═══ Available data ═══

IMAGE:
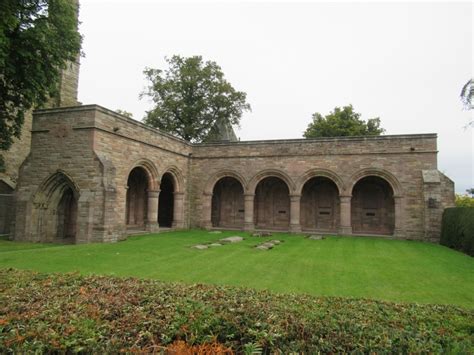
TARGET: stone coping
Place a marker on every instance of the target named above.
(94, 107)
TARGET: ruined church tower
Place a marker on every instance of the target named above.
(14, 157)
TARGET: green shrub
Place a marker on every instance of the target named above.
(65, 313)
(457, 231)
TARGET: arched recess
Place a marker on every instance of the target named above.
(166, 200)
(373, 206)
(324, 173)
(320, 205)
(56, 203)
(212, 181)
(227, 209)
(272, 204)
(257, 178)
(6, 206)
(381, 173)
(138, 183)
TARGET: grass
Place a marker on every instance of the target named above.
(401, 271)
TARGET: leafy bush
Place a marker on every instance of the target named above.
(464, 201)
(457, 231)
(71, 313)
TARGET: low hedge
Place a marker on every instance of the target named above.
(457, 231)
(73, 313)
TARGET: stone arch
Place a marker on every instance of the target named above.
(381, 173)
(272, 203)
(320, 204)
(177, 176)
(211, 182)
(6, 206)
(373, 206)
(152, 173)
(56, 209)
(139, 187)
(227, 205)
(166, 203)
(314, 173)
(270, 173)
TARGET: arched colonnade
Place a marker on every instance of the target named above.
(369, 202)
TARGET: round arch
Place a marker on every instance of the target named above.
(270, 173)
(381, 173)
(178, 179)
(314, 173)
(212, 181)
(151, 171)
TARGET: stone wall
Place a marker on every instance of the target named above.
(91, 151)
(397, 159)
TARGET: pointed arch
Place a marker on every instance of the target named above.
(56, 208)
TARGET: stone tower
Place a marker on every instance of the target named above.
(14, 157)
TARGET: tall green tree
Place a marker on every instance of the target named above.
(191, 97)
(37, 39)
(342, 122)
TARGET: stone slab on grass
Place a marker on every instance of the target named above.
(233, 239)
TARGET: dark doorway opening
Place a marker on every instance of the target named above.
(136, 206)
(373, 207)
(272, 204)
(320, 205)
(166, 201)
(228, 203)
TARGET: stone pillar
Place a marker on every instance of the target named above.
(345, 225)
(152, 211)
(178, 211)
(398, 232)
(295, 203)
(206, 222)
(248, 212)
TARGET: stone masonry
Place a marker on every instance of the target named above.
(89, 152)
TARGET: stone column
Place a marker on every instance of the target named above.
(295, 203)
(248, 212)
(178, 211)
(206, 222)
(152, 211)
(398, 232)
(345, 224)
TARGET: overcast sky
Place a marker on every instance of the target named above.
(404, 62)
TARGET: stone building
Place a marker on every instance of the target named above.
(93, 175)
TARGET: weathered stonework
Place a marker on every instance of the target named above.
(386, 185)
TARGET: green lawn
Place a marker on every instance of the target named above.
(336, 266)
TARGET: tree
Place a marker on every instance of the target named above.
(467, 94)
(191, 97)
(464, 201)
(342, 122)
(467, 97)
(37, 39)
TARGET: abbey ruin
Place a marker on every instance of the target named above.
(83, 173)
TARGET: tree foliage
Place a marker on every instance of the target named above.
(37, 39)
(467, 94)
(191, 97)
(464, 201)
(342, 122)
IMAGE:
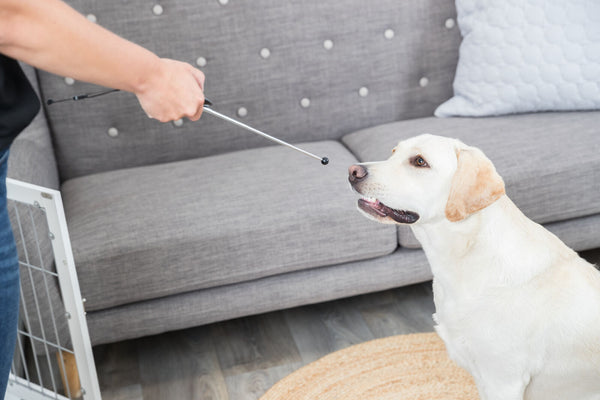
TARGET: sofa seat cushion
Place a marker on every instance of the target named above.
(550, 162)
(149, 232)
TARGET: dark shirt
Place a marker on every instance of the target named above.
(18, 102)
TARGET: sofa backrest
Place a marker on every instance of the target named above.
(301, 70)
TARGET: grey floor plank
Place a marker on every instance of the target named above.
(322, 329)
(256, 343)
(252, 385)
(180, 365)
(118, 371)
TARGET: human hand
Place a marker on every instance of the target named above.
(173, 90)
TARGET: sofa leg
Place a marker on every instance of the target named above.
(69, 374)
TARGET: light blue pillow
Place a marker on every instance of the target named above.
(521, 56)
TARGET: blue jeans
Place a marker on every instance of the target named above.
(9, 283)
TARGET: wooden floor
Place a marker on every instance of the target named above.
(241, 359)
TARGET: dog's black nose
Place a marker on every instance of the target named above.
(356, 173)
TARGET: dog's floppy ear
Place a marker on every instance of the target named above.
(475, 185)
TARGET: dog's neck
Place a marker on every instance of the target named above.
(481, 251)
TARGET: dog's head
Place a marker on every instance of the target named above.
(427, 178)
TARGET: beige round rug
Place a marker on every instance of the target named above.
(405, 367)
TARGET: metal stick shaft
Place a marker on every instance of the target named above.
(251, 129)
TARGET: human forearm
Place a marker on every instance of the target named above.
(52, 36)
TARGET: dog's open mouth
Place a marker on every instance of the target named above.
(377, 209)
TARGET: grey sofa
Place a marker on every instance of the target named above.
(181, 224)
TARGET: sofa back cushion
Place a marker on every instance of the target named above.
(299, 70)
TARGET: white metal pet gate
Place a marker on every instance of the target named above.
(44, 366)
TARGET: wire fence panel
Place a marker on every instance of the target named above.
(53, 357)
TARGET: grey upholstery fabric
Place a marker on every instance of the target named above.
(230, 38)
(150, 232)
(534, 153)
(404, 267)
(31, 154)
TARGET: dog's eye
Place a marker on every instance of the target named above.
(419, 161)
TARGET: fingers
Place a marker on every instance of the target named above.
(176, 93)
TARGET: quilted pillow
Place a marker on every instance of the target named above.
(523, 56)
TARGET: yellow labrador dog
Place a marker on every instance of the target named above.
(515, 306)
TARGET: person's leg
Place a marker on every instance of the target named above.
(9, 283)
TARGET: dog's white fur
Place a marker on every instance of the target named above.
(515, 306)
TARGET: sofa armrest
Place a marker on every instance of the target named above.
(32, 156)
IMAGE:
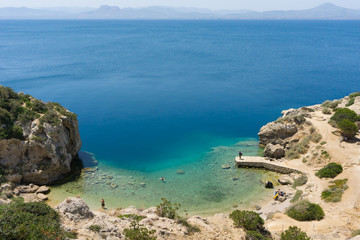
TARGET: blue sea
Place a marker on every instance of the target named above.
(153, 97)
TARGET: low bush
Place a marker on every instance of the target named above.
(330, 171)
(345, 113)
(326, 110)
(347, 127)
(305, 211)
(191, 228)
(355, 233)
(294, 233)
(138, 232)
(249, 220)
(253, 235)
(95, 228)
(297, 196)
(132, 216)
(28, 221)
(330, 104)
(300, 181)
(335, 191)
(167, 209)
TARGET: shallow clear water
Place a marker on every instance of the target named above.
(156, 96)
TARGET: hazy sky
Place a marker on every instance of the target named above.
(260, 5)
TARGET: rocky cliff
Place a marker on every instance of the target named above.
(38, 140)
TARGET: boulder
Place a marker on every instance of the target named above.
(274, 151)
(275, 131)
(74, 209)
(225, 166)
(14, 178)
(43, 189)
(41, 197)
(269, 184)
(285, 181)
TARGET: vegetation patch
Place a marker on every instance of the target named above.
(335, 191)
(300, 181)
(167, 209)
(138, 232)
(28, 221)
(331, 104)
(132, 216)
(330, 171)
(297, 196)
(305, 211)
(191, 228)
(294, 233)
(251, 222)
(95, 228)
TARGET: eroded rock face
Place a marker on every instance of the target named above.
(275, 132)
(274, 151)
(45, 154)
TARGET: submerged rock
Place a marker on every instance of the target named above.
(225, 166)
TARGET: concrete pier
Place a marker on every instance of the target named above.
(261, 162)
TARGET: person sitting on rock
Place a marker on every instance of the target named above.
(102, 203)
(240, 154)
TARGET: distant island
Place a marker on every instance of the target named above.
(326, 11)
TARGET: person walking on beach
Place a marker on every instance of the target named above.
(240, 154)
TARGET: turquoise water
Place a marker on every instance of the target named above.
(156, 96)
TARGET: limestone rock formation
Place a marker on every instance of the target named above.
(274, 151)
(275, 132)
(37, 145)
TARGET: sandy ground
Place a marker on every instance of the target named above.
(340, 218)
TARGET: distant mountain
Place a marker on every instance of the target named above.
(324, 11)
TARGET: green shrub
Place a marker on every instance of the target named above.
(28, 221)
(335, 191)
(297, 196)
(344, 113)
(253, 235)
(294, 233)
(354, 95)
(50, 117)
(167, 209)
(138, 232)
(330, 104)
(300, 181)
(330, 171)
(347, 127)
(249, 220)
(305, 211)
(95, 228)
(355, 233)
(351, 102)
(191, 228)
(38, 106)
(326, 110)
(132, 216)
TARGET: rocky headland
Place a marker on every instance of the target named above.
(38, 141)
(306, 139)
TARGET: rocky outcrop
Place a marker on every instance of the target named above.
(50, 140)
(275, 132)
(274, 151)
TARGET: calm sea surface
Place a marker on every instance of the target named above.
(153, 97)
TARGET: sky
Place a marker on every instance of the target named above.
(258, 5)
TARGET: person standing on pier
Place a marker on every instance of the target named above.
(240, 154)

═══

Exercise aim. The reply should hold only the lines running from the top of the records to the line containing "TARGET: arched recess", both included, copied exactly with no pictures.

Completed task.
IMAGE:
TARGET: stone coping
Place a marker on every instance of the target named above.
(94, 107)
TARGET: ruined church tower
Place a marker on every instance of the target named above.
(14, 157)
TARGET: green shrub
Place a marker on every instance of the target named above.
(65, 313)
(457, 231)
TARGET: arched recess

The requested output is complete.